READING PASSAGE:
= = =

Ana... Ingrid... Your daughters? Your wife and sister-and-law? How many other names couldn't they fit into your white pages listing? 611 W. 53rd St must be bursting at the seams, planks splitting left and right. You people live like animals... stacked on top of each other with your 2-karat gold crucifixes all tangled in the zippers of your maroon jeans, and the arms of your discount-bin Hanes tank top undershirts. When your workfare check comes in, you spend all but a few dollars of it on crack, splitting the rest on a single cold tortilla for the whole family. "Papa!" cries a little boy, tugging at your DPW coveralls. "? Por que no tenemos mas comida, para comer? Tenemos hambre, Papa! Waaahh!"
You look closely: your son, but what's his name? Enrique? Estefan? It's so hard to keep track. "!Callete!" you shout, smashing his cheek with the back of your hand, sending him flying across the room. You take another swig of San Miguel and turn the volume up. "Dije, stop that crying, puto!" you shout. "Daddy's watching Jeopardy!"
"This even whole number," says Alex Trebek, reading from a card, "comes after one, and before three."
"Jo, what is six, mang!" you shout, raising your bottle.
But you pass out before you hear the answer. Asleep, fly open, in your plastic-covered recliner, you fall into a dream. You are dreaming of your birth. Or a time shortly after it, anyway. There is something soft underneath you—a discarded pizza. Friendly fairies, resembling what you would in adulthood know as flies, buzz around your head. The sky above you is not a boundless horizon, but a clearly-defined rectangle, walled in on all sides with deep-blue opaque edges. You're in a dumpster, outside the motorcycle repair shop where your mother left you, on her way to pick up her chopper.
Through the miracle of the internet we know where that motorcycle shop is. We clicked on "Businesses located near Eduardo Ana Ingrid Debs" and found that fateful place-"Tombstone Cycles, 3468 S. Military Trail, Lake Worth, FL". We called up. "It's me, Eduardo!" we said. "Do you remember me? The little boy, do you remember? All those years ago?"

= = =

SUPPLIED ENTRIES:
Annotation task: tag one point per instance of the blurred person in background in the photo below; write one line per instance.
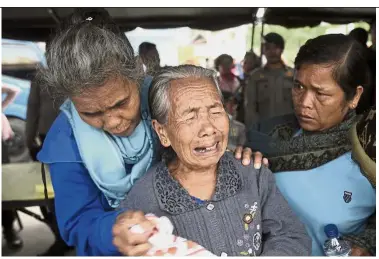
(250, 62)
(41, 113)
(12, 238)
(268, 90)
(363, 140)
(224, 65)
(368, 97)
(150, 57)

= = =

EXERCISES TO COMPLETE:
A - Answer these questions about the passage:
(i) What street address appears in the opening paragraph?
(ii) What TV show is the father watching?
(iii) What is the name of the motorcycle shop?
B - Set down the passage from "You look closely: your" to "raising your bottle." without changing a word.
The listing has no connection to the passage.

WRITTEN ANSWERS:
A -
(i) 611 W. 53rd St
(ii) Jeopardy!
(iii) Tombstone Cycles

B -
You look closely: your son, but what's his name? Enrique? Estefan? It's so hard to keep track. "!Callete!" you shout, smashing his cheek with the back of your hand, sending him flying across the room. You take another swig of San Miguel and turn the volume up. "Dije, stop that crying, puto!" you shout. "Daddy's watching Jeopardy!"
"This even whole number," says Alex Trebek, reading from a card, "comes after one, and before three."
"Jo, what is six, mang!" you shout, raising your bottle.